Tamagotchi
A virtual pet that lives, grows, and misses you when you're away
Author: Vasile Delia
GitHub Project Link: https://github.com/UPB-PMRust-Students/fils-project-2026-deliavasile
Description
A Tamagotchi (digital pet) built on the STM32 NUCLEO-U545RE-Q microcontroller, programmed entirely in Rust. The system uses a finite state machine with 11 distinct pet states and 5 concurrent async tasks running on the Embassy framework. It provides visual feedback via an SH1106 OLED screen with custom pixel-art animations, audio feedback via a PWM-driven passive buzzer with unique melodies per state, and accepts input via three physical buttons (Feed, Play, Sleep). The pet's stats (hunger, happiness, fatigue) decay over time, driving state transitions and triggering warning sounds.
Motivation
I chose this project because it combines several embedded systems concepts (async Rust, I2C, PWM, state machines) in a fun and interactive way. It also presents a real challenge: managing time-based state changes using the internal RTC of the microcontroller.
Architecture
The main components of the system are:
- STM32 NUCLEO-U545RE-Q — main microcontroller with internal RTC running Embassy/Rust
- SH1106 OLED screen — displays the pet's current state via I2C
- 3 push buttons — user input (Feed, Play, Sleep) via EXTI interrupts
- Passive buzzer + transistor — audio feedback via hardware PWM
Log
Week 5 - 6
Brainstormed project ideas and consulted with the lab professor to decide on the final concept.
Week 7
Project got approved. Ordered the necessary hardware components.
Week 8 - 9
Set up the development environment and started experimenting with Embassy on the NUCLEO board.
Week 10 - 11
Developed the KiCad schematic and assembled the prototype for the project.
Week 12
Implemented the pet FSM, display rendering, button input, and PWM audio.

*What to do*.
- 1) Please quote the Tamagotchi project text between "Week 10 - 11" and "and PWM audio.", inclusive.
- 2) In the Tamagotchi project text, how many distinct pet states does the finite state machine have?
- 3) Translate this sentence from the Tamagotchi project text into Spanish: "It also presents a real challenge: managing time-based state changes using the internal RTC of the microcontroller."

*Raw data*.
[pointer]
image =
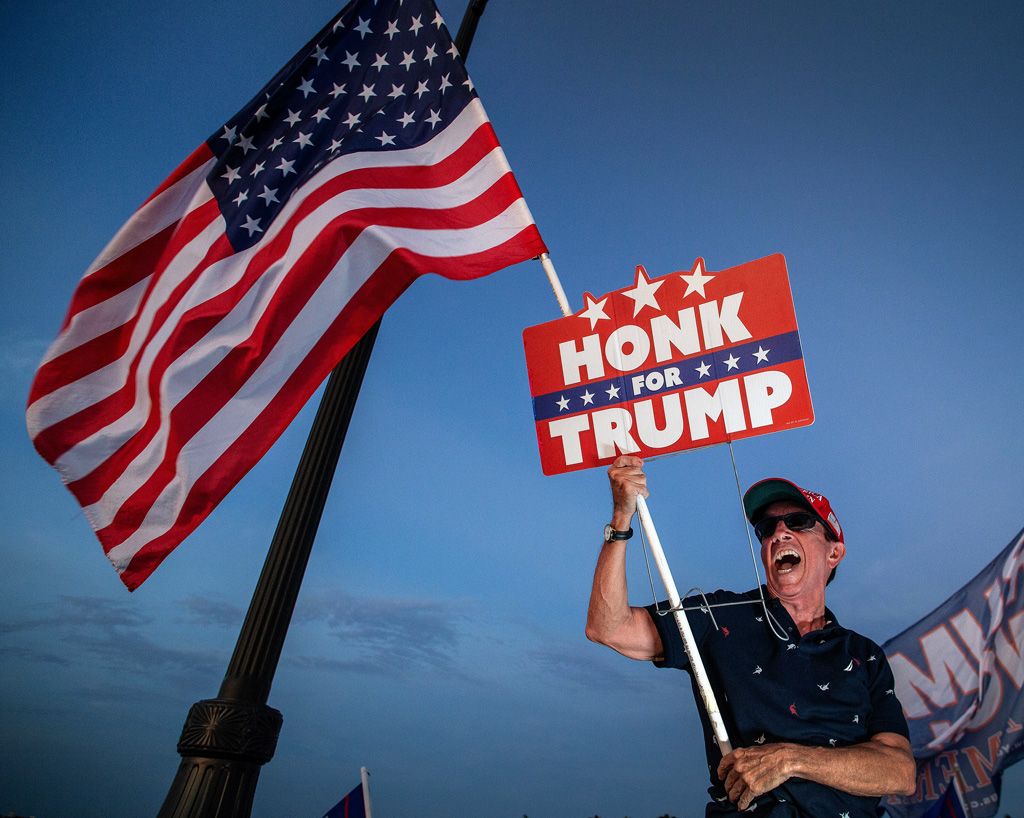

*Response list*.
- 1)
Week 10 - 11
Developed the KiCad schematic and assembled the prototype for the project.
Week 12
Implemented the pet FSM, display rendering, button input, and PWM audio.

- 2) 11

- 3) También plantea un verdadero desafío: gestionar los cambios de estado basados en el tiempo utilizando el RTC interno del microcontrolador.